Exercise details: In the data that follows, every line containing the word "dense" should be returned.
****************************************
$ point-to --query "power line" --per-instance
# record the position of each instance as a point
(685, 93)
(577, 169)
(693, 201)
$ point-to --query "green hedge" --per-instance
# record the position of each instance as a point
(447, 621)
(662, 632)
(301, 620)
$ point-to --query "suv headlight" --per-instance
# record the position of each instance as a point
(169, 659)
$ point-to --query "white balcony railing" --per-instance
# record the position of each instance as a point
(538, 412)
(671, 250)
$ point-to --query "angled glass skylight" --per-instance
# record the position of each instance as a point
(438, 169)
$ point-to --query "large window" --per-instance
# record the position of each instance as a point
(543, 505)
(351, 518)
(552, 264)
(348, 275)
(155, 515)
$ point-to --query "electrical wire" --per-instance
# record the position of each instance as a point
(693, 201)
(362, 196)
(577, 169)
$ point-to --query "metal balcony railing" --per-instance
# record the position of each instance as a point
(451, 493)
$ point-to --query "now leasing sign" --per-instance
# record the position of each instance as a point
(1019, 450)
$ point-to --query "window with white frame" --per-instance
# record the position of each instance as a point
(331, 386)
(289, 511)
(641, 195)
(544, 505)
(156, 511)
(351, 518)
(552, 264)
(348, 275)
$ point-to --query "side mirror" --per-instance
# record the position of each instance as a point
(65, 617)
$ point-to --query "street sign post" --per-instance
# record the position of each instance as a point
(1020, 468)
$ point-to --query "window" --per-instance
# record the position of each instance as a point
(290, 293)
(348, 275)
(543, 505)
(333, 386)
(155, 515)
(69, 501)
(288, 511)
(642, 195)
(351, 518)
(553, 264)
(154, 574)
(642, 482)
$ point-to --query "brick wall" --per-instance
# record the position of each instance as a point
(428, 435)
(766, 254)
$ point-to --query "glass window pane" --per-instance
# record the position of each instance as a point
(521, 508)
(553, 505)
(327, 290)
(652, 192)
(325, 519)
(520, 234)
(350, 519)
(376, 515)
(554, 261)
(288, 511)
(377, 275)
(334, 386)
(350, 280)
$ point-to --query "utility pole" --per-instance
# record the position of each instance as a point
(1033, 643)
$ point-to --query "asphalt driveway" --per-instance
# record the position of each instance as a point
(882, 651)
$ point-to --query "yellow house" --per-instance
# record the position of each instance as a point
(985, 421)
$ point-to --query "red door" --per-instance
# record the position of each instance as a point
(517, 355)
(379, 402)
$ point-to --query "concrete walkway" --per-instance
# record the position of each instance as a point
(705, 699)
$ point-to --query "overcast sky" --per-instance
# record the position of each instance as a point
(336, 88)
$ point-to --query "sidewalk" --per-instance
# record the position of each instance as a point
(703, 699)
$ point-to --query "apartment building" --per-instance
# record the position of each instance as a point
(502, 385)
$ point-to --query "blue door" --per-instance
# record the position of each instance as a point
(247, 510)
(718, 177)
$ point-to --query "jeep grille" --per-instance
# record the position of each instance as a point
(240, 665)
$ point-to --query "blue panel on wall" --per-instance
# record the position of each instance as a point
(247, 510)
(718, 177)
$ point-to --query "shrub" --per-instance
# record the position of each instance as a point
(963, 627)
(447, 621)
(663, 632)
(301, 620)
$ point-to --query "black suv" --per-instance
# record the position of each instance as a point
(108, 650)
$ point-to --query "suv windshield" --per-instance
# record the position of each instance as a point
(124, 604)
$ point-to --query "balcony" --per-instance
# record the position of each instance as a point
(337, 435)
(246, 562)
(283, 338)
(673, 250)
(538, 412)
****************************************
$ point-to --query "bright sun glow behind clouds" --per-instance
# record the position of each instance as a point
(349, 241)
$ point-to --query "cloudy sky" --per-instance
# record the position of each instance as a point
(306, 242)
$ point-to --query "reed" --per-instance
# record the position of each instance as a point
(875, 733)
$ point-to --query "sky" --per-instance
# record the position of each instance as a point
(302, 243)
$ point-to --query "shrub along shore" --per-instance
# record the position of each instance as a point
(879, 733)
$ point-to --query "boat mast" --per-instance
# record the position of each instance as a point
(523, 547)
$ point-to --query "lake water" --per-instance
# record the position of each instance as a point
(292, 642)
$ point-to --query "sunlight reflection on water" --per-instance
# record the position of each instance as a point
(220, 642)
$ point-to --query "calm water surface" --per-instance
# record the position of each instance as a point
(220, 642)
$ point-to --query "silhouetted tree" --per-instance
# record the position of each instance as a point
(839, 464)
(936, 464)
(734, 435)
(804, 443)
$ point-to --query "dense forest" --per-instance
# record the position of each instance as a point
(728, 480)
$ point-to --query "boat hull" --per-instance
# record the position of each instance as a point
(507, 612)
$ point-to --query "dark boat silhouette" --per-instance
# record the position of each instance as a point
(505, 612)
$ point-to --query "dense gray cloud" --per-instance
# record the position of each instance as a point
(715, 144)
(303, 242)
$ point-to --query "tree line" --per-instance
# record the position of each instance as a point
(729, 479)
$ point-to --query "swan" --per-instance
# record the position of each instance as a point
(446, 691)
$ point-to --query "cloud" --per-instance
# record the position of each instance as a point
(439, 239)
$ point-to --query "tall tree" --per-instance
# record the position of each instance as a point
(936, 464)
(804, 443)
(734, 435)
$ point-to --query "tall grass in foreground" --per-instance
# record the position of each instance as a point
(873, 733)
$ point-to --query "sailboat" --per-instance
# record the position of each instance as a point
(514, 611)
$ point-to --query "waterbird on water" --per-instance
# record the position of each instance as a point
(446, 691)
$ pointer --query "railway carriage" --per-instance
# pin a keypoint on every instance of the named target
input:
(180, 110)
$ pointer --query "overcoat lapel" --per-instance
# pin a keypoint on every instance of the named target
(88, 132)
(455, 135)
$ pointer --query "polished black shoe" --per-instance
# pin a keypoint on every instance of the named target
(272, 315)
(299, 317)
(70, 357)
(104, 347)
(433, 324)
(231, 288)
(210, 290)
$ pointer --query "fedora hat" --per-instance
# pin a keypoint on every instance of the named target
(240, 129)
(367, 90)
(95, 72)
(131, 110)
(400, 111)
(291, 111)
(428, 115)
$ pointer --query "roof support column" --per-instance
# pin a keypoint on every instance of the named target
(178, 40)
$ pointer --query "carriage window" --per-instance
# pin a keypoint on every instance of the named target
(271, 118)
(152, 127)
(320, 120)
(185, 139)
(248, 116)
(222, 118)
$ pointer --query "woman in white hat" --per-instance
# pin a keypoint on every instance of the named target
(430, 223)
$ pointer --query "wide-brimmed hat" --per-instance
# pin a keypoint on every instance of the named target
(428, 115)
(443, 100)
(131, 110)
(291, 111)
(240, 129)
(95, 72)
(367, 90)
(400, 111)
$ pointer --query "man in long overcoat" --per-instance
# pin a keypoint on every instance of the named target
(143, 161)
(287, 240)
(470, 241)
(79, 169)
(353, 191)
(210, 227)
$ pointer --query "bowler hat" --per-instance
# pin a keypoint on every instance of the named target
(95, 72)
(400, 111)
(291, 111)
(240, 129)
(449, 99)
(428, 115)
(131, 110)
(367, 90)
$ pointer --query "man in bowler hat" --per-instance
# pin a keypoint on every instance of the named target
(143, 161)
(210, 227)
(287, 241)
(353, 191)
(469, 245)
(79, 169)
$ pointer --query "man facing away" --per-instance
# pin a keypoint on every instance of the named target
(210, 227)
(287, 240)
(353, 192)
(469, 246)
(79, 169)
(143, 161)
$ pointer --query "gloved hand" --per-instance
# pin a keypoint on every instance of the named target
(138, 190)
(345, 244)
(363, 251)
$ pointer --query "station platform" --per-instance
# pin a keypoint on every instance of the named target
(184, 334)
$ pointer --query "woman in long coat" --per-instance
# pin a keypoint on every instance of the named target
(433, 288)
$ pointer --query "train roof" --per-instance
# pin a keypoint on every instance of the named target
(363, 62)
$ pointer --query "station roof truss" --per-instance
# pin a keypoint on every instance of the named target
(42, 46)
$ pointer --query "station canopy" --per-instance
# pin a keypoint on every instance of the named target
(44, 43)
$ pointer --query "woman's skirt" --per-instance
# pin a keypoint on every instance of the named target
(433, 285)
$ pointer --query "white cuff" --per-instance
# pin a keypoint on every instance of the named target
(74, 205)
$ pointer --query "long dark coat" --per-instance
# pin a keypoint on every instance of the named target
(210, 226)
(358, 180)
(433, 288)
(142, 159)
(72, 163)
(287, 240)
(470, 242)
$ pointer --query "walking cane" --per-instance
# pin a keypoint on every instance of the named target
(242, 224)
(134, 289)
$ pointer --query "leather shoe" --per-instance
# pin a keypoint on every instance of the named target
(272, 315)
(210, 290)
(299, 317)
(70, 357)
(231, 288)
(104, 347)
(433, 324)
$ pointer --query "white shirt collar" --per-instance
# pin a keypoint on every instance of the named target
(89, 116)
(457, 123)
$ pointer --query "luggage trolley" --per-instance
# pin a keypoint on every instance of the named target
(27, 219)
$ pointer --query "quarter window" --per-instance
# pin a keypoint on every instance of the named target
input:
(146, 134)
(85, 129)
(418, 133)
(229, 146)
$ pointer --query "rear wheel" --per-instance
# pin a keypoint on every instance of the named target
****************************************
Task output:
$ point-to --query "dense forest" --per-instance
$ point-to --query "dense gray cloud" --per-instance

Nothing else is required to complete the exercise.